(Listing for bounding box labeling)

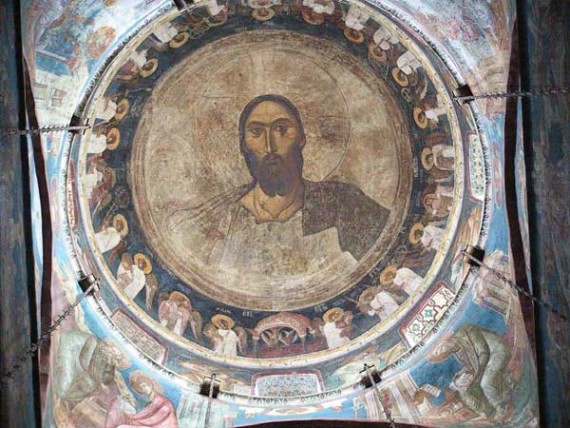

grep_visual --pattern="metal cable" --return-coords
[453,88,570,101]
[462,250,568,322]
[0,125,91,136]
[0,282,99,389]
[361,363,396,428]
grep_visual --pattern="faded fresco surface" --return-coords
[8,0,538,427]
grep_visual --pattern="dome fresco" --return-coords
[20,0,536,427]
[70,1,480,367]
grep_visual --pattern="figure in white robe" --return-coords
[431,144,455,171]
[421,224,444,251]
[87,134,107,154]
[394,266,425,296]
[344,6,368,31]
[129,49,147,68]
[372,27,399,51]
[200,0,226,16]
[396,51,422,76]
[151,22,178,44]
[95,97,117,122]
[83,168,103,200]
[214,328,239,357]
[117,262,146,299]
[303,0,334,15]
[95,226,121,253]
[368,290,398,319]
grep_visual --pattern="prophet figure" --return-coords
[105,371,178,428]
[428,324,513,421]
[168,95,390,276]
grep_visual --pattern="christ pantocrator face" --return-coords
[240,96,305,196]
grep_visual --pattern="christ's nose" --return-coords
[265,129,277,153]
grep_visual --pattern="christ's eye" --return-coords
[275,125,288,135]
[249,126,263,138]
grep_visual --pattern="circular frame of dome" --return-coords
[67,0,487,374]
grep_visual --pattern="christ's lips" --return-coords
[263,153,283,165]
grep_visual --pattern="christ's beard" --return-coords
[248,146,303,196]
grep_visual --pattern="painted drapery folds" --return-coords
[12,0,538,427]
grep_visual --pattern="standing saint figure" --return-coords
[313,308,352,349]
[204,314,247,357]
[105,370,178,428]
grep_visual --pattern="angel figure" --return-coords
[313,308,352,349]
[158,291,202,340]
[204,314,247,357]
[117,253,152,299]
[358,286,399,320]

- TASK DETAILS: Reproduce the whole listing above line for line, leaving out the pictures.

- CORRECT RESULT:
grep_visual --pattern="metal cable" --return-coords
[453,88,570,101]
[462,250,568,322]
[0,125,91,136]
[0,282,99,389]
[361,363,396,428]
grep_visual --pattern="faded fresco surface" --return-coords
[8,0,538,427]
grep_visual --pattern="dome fresco" --return-coords
[20,0,536,427]
[70,1,480,367]
grep_visual --pattern="figure in white robe" --return-coords
[431,144,455,171]
[421,224,444,251]
[87,134,107,154]
[394,266,425,296]
[344,6,368,31]
[129,49,147,68]
[372,27,399,51]
[200,0,226,16]
[396,51,422,76]
[151,22,178,44]
[95,97,117,122]
[83,168,103,200]
[214,328,239,357]
[117,262,146,299]
[303,0,334,15]
[95,226,121,253]
[368,290,398,319]
grep_visual --pattern="prophet figure" --return-coords
[105,371,178,428]
[428,324,513,421]
[168,95,390,276]
grep_visual --pattern="christ pantocrator face" --return-coords
[240,96,305,196]
grep_visual --pattern="christ's nose" --return-coords
[265,129,277,153]
grep_visual --pattern="christ's eye" --return-coords
[275,125,288,135]
[249,126,263,138]
grep_visual --pattern="circular frame of dome" --return-coords
[67,0,487,374]
grep_visual --pattern="christ's lips" --return-coords
[263,153,283,165]
grep_visual --pattern="christ's beard" --return-coords
[248,146,303,196]
grep_visual --pattern="painted drapery folds" --return-coords
[12,0,538,427]
grep_visual --pattern="standing saint figure" --return-coords
[313,308,352,349]
[204,314,247,357]
[105,370,178,428]
grep_visual --pattern="angel figure" --return-coords
[313,308,352,349]
[158,291,202,340]
[204,314,247,357]
[117,253,152,299]
[358,286,399,320]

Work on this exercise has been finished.